> **Tasks to perform**:
(a) Reproduce the passage on South African governance from "During the period" down to "the United Nations.".
(b) For each statement below, answer yes or no according to the passage on South African governance, and quote the words of the passage that decide it: (i) The Reconstruction and Development Programme is dated 1994. (ii) Johnson is credited with coining the idea of "developmental state." (iii) The content of South African economic policymaking departed from the thinking of the Washington Consensus.

> **Text excerpt**:
* Start *
During the period of reconstruction and development the seeds of the new South Africa were planted. Good governance has been a focal point of the long abandoned programme of reconstruction and development, which was commonly known as Reconstruction and Development Programme (RDP 1994). Although local government in the late 1990s had dominated national attention and post-apartheid spending, the ‘transition to good governance’ gradually combined local governance legitimacy with constitutional processes. Determined not to replicate the recent past mistakes, policy leaders engaged in intensive dialogue with ‘partners, sponsors, civil society groups and the private sector’ to establish a developmental local government system through the NDP, an ambitious progress agenda aligned with the Millennium Development Goals of the United Nations.

According to Qobo (2020) and Pempel (1999: 139), developing countries ‘define their missions mainly in terms of long-term national economic enhancement’ and ‘intervene actively and frequently in economic activities with the aim of enhancing the international competitiveness of their domestic economies’. According to this concept of Qobo and Pempel, the imperative to handle structural change domestically, for example, is followed alongside policies to promote the country as an investment destination for foreign capital, to boost the economic growth profile, diversify the production base and generate jobs. In certain cases, the focus put on the notion of capable state by the ruling party, according to Qobo, emphasises a more teleological thrust articulated in a certain state of completeness and generally in relation to the typology of East Asian nations. Beyond rhetoric, in the post-1990 South African background, a time marked by growing globalisation and the emergence of ‘footloose’ capital preferring locations where the state is seen as less interventionist, it is worth investigating what exactly does capable state mean. It is against this context that the ideology of ‘capable state’ was embraced by the South African political elite as a slogan for social and economic policy, although the content of economic policymaking was more in line with the way of thinking of the Washington Consensus. However, Johnson (1999:53), who is widely acknowledged for coining the idea of ‘developmental state’, noted that ‘[t]he source of authority in the state of development is not one of Max Weber’s “holy trinity” of conventional, rational-legal and charismatic authority …’. According to Johnson (1999:53), capable states are distinguished by the presence of ‘the revolutionary power: the power of a people committed to the transformation of social, political, or economic order’. Johnson further suggests that there is little that distinguishes the leaders of a developing state from those that lead the mass movements.
* End *
> **Supplied data**:
* Start *
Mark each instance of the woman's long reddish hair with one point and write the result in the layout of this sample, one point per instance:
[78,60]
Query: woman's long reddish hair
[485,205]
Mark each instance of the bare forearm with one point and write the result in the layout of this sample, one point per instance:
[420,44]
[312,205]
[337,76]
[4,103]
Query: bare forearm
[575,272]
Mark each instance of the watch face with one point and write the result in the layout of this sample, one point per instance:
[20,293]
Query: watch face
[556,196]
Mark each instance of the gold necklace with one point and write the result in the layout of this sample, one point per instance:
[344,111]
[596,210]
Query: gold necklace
* End *
> **Worked solutions**:
(a)
During the period of reconstruction and development the seeds of the new South Africa were planted. Good governance has been a focal point of the long abandoned programme of reconstruction and development, which was commonly known as Reconstruction and Development Programme (RDP 1994). Although local government in the late 1990s had dominated national attention and post-apartheid spending, the ‘transition to good governance’ gradually combined local governance legitimacy with constitutional processes. Determined not to replicate the recent past mistakes, policy leaders engaged in intensive dialogue with ‘partners, sponsors, civil society groups and the private sector’ to establish a developmental local government system through the NDP, an ambitious progress agenda aligned with the Millennium Development Goals of the United Nations.

(b)
(i) Yes: "Reconstruction and Development Programme (RDP 1994)"
(ii) Yes: "Johnson (1999:53), who is widely acknowledged for coining the idea of ‘developmental state’"
(iii) No: "the content of economic policymaking was more in line with the way of thinking of the Washington Consensus"